**About this exercise**
Continue the article about Bloomfish, the k-mer counting framework, picking up after its last sentence.

**Reading passage**
┌────────

To a computational biologist, a string is a DNA sequence made up of the four basic nucleobases. Scientists are interested in the set of all possible subsequences of length k contained in such a string – a term they call k-mer.
Scientists count the number of k-mers for many reasons. For example, k-mer counting can help identify the similarities in genomic samples or validate a newly processed genome. But as genomic datasets become increasingly larger, k-mer counting faces two limitations: the amount of memory used in running a program and the amount of time taken in loading genomic data into memory efficiently.
To address these limitations, an international team of researchers from Argonne National Laboratory, four universities, and two supercomputing centers have developed Bloomfish – a highly scalable, memory-efficient k-mer counting framework.
“Bloomfish may seem like a strange name, but it comes from a popular technology that we leverage, called Jellyfish,” said Yanfei Guo, an assistant computer scientist in Argonne’s Mathematics and Computer Science Division. “We coined the name Bloomfish to reflect the fact that a bloom of jellyfish is a large collection that coexist with each other. Whereas the Jellyfish approach is based on a single-node counting framework, our approach works on a large collection of nodes and parallelizes them.”
For solutions that can run efficiently on distributed-memory supercomputers, the research team had to deal with another issue: performance loss due to I/O. In the traditional discrete I/O model, files are partitioned to different processes, often resulting in processes getting different amounts of data and making the total processing time limited to that of the slowest process. Instead, the researchers developed a stream I/O model for Bloomfish, in which files are viewed as segments of a continuous stream.

└────────

**Data listing**
┌────────

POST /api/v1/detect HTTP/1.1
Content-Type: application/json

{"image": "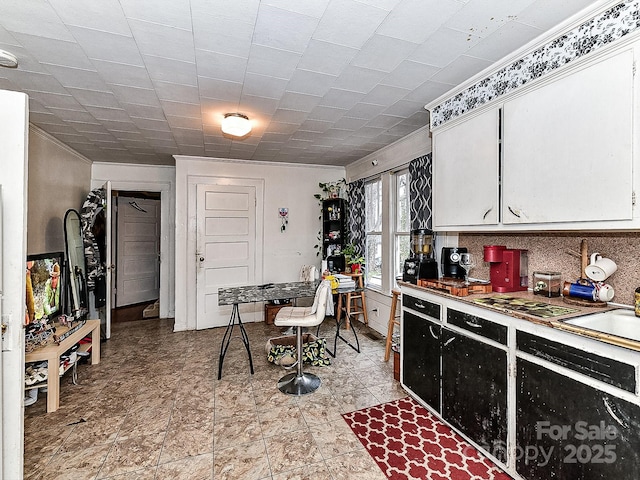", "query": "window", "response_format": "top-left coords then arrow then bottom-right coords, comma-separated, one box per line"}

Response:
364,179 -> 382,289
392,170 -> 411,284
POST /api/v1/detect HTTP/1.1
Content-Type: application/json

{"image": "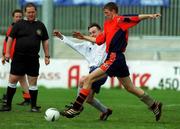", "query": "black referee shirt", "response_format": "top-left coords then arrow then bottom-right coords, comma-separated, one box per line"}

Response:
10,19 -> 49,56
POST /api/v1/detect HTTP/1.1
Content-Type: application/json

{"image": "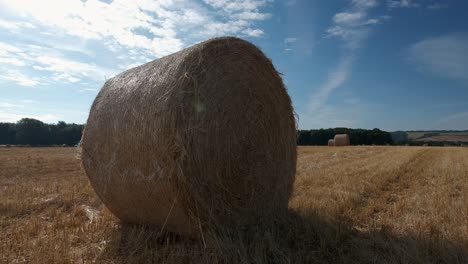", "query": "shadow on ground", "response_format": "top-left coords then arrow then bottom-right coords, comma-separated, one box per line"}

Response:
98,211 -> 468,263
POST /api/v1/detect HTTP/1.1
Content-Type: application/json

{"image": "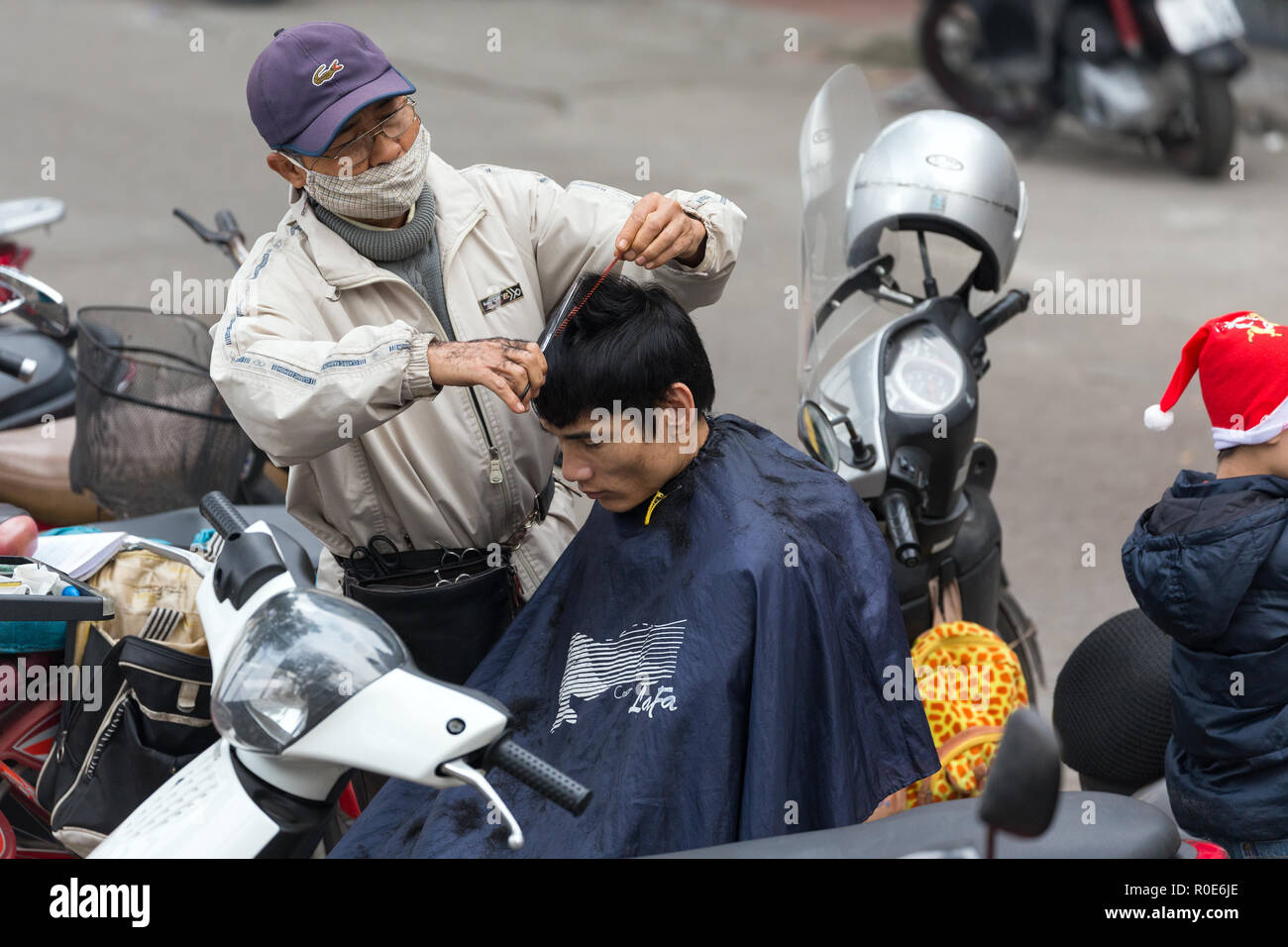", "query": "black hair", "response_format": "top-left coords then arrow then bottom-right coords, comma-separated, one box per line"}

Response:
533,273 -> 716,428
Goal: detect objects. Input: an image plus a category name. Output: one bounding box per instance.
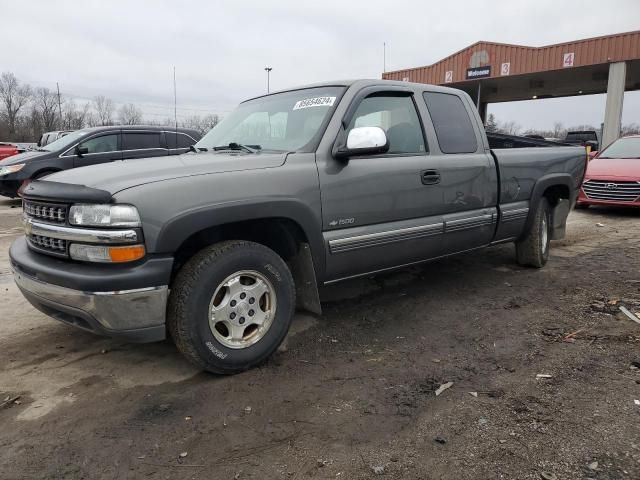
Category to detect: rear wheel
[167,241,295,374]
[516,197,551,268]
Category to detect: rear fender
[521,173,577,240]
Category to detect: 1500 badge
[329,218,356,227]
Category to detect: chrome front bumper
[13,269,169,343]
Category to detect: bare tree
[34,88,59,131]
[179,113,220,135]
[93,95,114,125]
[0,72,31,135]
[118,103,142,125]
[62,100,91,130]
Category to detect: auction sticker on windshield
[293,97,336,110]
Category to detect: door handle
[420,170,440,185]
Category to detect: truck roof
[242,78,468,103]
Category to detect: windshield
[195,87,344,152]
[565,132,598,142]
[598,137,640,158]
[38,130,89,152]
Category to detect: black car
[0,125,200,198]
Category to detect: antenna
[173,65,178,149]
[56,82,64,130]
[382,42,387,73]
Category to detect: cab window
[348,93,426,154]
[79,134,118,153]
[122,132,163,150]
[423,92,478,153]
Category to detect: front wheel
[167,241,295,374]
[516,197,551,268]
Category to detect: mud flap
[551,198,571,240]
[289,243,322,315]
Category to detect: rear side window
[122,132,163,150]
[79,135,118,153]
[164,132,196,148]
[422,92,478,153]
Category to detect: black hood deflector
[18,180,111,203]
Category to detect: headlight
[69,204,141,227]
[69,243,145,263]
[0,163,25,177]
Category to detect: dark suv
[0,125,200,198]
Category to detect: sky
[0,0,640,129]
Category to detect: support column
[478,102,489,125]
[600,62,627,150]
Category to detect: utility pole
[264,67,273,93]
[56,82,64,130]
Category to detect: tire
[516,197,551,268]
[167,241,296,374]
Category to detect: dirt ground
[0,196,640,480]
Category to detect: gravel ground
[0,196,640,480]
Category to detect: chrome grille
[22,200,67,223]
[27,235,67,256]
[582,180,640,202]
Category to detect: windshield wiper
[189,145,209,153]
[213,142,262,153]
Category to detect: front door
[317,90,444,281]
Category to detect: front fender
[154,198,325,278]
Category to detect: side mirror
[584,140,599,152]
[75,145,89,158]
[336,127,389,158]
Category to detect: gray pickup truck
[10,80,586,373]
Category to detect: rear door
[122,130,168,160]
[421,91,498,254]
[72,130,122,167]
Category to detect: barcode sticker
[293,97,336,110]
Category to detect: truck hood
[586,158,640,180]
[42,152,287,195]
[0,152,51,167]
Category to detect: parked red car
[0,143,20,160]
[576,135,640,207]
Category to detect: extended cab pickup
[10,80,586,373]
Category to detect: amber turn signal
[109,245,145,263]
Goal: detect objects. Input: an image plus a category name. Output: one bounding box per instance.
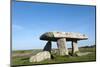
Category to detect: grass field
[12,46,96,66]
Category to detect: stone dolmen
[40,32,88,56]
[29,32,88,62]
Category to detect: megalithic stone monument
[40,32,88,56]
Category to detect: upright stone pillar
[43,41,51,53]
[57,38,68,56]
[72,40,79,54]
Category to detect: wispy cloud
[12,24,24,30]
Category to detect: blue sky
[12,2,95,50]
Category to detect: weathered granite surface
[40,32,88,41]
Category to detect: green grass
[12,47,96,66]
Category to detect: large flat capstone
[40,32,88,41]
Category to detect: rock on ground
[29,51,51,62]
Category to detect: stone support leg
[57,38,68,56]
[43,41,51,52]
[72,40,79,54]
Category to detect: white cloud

└────────

**Your response**
But even when the data size for each process is the same, the read time can vary greatly. The solution in this case was work stealing. “Again, the name may seem a bit odd, but the idea is really quite an old one in parallel programming,” Guo said. “If one process finishes the work, it will steal from other processes. This can reduce the impact of processing time skew caused by I/O performance variability.”
The success of these and other changes was demonstrated on a series of tests on the Tianhe-2 supercomputer in China. The results, using the 1000 Genomes dataset as well as a synthetic dataset, show that Bloomfish achieves unprecedented scalability: it can count 22-mers of a 24-terabyte dataset with 3,072 processes in about one hour.
“To the best of our knowledge, these are the largest datasets ever reported for k-mer counting problems,” said Guo.
For further information, see the paper: T. Gao, Y. Guo, B. Wang, Y. Lu, P. Cicotti, P. Balaji, and M. Taufer, “Bloomfish: A highly scalable distributed k-mer counting framework,” in the IEEE International Conference on Parallel and Distributed Systems, Shenzhen, China, 2017.